━━━ Gösterilen Metin

Abaküs Yazılım
10. Hukuk Dairesi
Esas No: 2014/22692
Karar No: 2015/22542
Karar Tarihi: 17.12.2015

Yargıtay 10. Hukuk Dairesi 2014/22692 Esas 2015/22542 Karar Sayılı İlamı

10. Hukuk Dairesi         2014/22692 E.  ,  2015/22542 K.

    "İçtihat Metni"


    Mahkemesi :Asliye Hukuk (İş) Mahkemesi

    Dava, 5510 sayılı Kanunun 21/1 ve 76. maddelerine istinaden iş kazası sonucu yaralanan sigortalıya ödenen geçici iş göremezlik ödemeleri ve sarf edilen tedavi giderlerinin rücuan tazminat istemine ilişkindir.
    Mahkemece, ilamında belirtildiği şekilde davanın kabulüne karar verilmiştir.
    Hükmün, davacı Kurum vekili tarafından temyiz edilmesi üzerine, temyiz isteklerinin süresinde olduğu anlaşıldıktan ve Tetkik Hâkimi ... tarafından düzenlenen raporla dosyadaki kâğıtlar okunduktan sonra işin gereği düşünüldü ve aşağıdaki karar tespit edildi.
    Dava, iş kazası sonucu yaralanan sigortalıya ödenen geçici iş göremezlik ödemeleri ve tedavi gideri nedeniyle uğranılan Kurum zararının davalıdan tahsili istemine ilişkin olup, davanın yasal dayanağı 5510 sayılı Yasa"nın 21 ve 76’ncı maddeleridir.
    İş kazası, davalı şirkete ait maden ocağında 01.10.2009 tarihinde saat 10.30 sıralarında 655 Batı Kılavuz taban girişinde ateşçi olarak çalışan sigortalı tarafından lağım atılması sonrası ocak havasında bulunan metan gazının ateşlenmesi ile grizu patlaması meydana gelmesi üzerine sigortalının ve 5 işçinin yaralanması şeklinde olduğu,... Bakanlığı müfettişi tarafından düzenlenen 29.01.2010 tarihli raporda, olay günü çalışma yapılacak yerde CH4 gaz ölçümünün yüksek çıkması üzerine bacaya temiz hava verilmek suretiyle CH4 oranın düşürülmeye çalışılmış ise de etkin ve yeterli bir şekilde havanın temizlenemediği, saat 10,30 sıralarında lağım atılacak mahalde sigortalı tarafından, havadan hafif nitelikte bulunan CH4 gazının yukarıda biriktiği göz ardı edilerek tabana yakın kısımlarda ölçüm yapıldığından oranın düşük çıktığı tespitlerinin yapıldığı, mahkemece, davalı işverenin % 50, sigortalının % 20, oranında kusurlu bulunan, kazanın % 30 oranında kaçınılmazlık sonucu olduğu belirtilen kusur raporu esas alınarak davanın kabulüne dair hüküm kurulmuştur.

━━━━━━
━━━ Verilen Bilgiler

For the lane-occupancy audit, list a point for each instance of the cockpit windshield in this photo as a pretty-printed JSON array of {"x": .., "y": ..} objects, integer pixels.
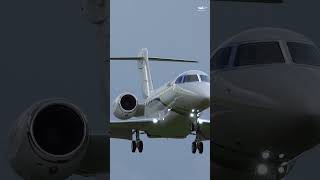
[
  {"x": 304, "y": 53},
  {"x": 259, "y": 53}
]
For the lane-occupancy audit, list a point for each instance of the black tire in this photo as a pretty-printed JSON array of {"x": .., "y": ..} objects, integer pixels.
[
  {"x": 133, "y": 146},
  {"x": 140, "y": 146},
  {"x": 194, "y": 147},
  {"x": 200, "y": 147}
]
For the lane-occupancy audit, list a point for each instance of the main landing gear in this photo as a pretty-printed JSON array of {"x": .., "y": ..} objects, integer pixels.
[
  {"x": 197, "y": 145},
  {"x": 137, "y": 144}
]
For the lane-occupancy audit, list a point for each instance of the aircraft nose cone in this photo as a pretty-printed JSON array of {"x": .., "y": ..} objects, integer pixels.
[{"x": 204, "y": 95}]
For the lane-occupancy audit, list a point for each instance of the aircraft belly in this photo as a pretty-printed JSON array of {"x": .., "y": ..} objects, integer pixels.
[{"x": 173, "y": 126}]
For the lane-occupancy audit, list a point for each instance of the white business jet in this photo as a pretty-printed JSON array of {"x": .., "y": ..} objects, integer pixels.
[{"x": 171, "y": 111}]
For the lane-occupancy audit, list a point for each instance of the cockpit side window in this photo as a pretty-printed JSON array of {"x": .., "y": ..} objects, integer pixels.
[
  {"x": 304, "y": 53},
  {"x": 179, "y": 80},
  {"x": 221, "y": 58},
  {"x": 204, "y": 78},
  {"x": 191, "y": 78},
  {"x": 259, "y": 53}
]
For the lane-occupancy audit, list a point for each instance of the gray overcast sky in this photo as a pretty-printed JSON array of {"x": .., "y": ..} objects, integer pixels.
[
  {"x": 228, "y": 19},
  {"x": 168, "y": 29}
]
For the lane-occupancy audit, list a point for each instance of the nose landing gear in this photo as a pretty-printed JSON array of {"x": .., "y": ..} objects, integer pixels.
[
  {"x": 137, "y": 144},
  {"x": 197, "y": 143},
  {"x": 197, "y": 146}
]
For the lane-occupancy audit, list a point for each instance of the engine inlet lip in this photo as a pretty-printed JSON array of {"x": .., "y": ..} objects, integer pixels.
[
  {"x": 65, "y": 103},
  {"x": 135, "y": 99}
]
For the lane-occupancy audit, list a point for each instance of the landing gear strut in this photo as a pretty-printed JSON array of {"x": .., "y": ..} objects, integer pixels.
[
  {"x": 137, "y": 144},
  {"x": 197, "y": 144}
]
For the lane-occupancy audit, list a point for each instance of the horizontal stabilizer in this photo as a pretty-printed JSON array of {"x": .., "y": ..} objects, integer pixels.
[{"x": 153, "y": 59}]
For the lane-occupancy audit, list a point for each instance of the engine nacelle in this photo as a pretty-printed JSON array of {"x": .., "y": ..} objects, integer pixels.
[
  {"x": 125, "y": 106},
  {"x": 49, "y": 140}
]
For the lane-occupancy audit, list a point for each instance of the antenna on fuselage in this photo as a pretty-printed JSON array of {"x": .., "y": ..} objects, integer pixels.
[{"x": 143, "y": 65}]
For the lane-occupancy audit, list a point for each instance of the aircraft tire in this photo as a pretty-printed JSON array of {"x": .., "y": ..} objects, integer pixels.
[
  {"x": 133, "y": 146},
  {"x": 140, "y": 146},
  {"x": 200, "y": 147},
  {"x": 194, "y": 147}
]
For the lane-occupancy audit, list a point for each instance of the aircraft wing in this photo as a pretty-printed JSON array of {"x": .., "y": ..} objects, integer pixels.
[
  {"x": 256, "y": 1},
  {"x": 204, "y": 129},
  {"x": 123, "y": 129}
]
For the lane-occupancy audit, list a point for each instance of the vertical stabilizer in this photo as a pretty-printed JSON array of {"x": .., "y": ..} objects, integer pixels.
[{"x": 143, "y": 66}]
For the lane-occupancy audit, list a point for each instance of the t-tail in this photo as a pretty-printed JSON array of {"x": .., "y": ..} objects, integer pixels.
[{"x": 143, "y": 65}]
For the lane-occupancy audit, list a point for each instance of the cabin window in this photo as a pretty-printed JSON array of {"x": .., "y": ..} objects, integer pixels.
[
  {"x": 304, "y": 53},
  {"x": 221, "y": 58},
  {"x": 179, "y": 80},
  {"x": 190, "y": 78},
  {"x": 259, "y": 53},
  {"x": 204, "y": 78}
]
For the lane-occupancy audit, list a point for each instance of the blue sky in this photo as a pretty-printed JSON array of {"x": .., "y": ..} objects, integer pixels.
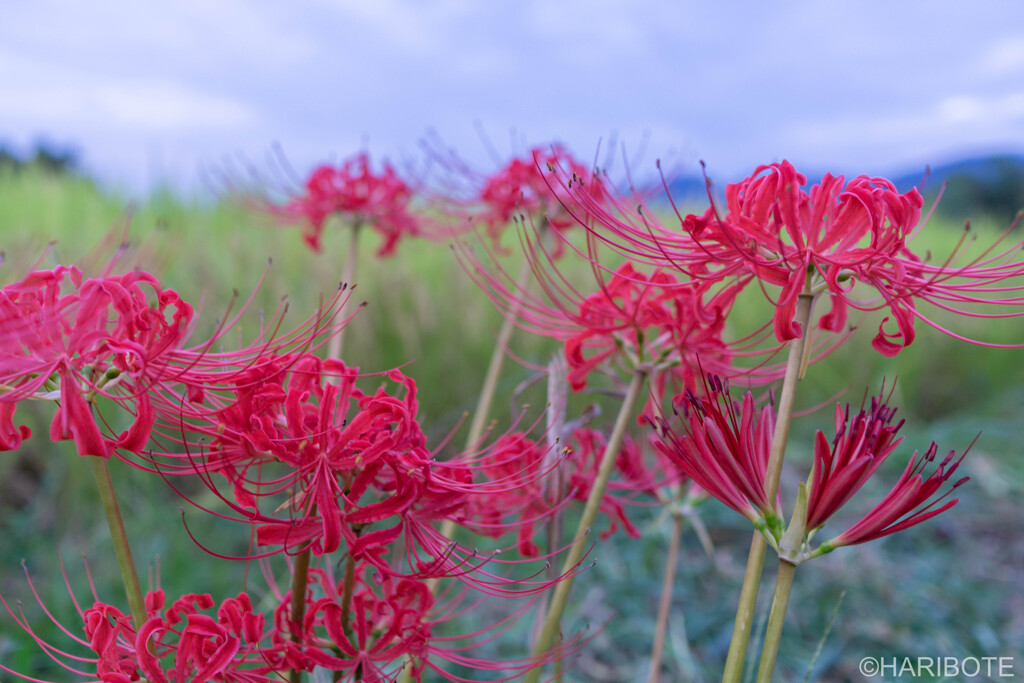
[{"x": 150, "y": 92}]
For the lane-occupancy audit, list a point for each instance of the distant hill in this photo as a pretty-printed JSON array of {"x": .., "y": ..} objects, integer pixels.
[{"x": 984, "y": 186}]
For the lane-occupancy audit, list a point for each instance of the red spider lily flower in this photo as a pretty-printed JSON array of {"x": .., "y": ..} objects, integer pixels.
[
  {"x": 521, "y": 498},
  {"x": 649, "y": 319},
  {"x": 176, "y": 643},
  {"x": 633, "y": 317},
  {"x": 69, "y": 339},
  {"x": 835, "y": 232},
  {"x": 355, "y": 193},
  {"x": 842, "y": 467},
  {"x": 821, "y": 241},
  {"x": 724, "y": 450},
  {"x": 342, "y": 459},
  {"x": 520, "y": 187},
  {"x": 908, "y": 503},
  {"x": 366, "y": 629}
]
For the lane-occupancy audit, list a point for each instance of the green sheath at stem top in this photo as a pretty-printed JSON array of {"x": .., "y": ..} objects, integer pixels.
[{"x": 129, "y": 577}]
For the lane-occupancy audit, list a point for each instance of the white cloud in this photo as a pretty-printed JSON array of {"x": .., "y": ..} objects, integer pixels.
[
  {"x": 169, "y": 107},
  {"x": 1006, "y": 56}
]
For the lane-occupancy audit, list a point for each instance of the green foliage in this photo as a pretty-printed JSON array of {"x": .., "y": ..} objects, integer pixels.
[{"x": 950, "y": 588}]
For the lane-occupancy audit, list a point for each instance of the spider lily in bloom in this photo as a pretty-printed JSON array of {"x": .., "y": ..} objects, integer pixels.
[
  {"x": 70, "y": 339},
  {"x": 724, "y": 450},
  {"x": 351, "y": 190},
  {"x": 177, "y": 642},
  {"x": 635, "y": 318},
  {"x": 908, "y": 503},
  {"x": 520, "y": 188},
  {"x": 822, "y": 242}
]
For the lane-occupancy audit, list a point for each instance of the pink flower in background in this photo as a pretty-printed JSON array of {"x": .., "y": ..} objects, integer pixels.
[
  {"x": 521, "y": 188},
  {"x": 359, "y": 197},
  {"x": 842, "y": 467},
  {"x": 177, "y": 642}
]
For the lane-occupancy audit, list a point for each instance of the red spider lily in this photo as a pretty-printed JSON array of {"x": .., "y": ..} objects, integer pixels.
[
  {"x": 70, "y": 339},
  {"x": 355, "y": 193},
  {"x": 841, "y": 468},
  {"x": 520, "y": 188},
  {"x": 318, "y": 464},
  {"x": 532, "y": 501},
  {"x": 724, "y": 450},
  {"x": 649, "y": 319},
  {"x": 342, "y": 459},
  {"x": 633, "y": 317},
  {"x": 908, "y": 503},
  {"x": 176, "y": 643},
  {"x": 837, "y": 232},
  {"x": 824, "y": 240}
]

━━━━━━

• Alıştırma Yönergesi:
Yargıtay kararına göre davalı şirketin maden ocağındaki iş kazası hangi tarihte meydana gelmiştir?

• Sorunun Çözümü:
Kaza 01.10.2009 tarihinde, saat 10.30 sıralarında meydana gelmiştir.